─── TASK INPUT ───
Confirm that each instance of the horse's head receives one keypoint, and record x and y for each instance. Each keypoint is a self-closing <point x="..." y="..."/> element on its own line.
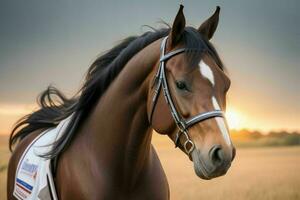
<point x="188" y="97"/>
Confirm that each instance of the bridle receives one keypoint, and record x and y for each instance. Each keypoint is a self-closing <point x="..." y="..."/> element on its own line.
<point x="182" y="124"/>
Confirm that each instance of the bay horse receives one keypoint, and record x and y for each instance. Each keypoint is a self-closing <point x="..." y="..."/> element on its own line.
<point x="169" y="80"/>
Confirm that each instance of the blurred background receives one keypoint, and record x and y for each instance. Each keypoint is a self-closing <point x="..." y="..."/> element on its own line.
───
> _WHAT YOU ARE ASKED TO DO_: Exactly the lines from the one containing "Confirm that each instance of the bridle" to the last line of the entries above must be duplicated, with both of those lines included and nothing more.

> _ANSWER SECTION_:
Confirm that each instance of the bridle receives one keypoint, and record x and y for each instance. Each keypoint is a self-closing <point x="..." y="..."/> element on its own line.
<point x="182" y="124"/>
Confirm that each instance of the bay horse receives one keypoint, and record x and y for each instance. Each keypoint is a self-closing <point x="..." y="..."/> element on its own line.
<point x="169" y="80"/>
Confirm that each instance of the blurred background receives one keypoint, and record x and y for each instance. Each keypoint is a self-closing <point x="..." y="..."/> element on its own line.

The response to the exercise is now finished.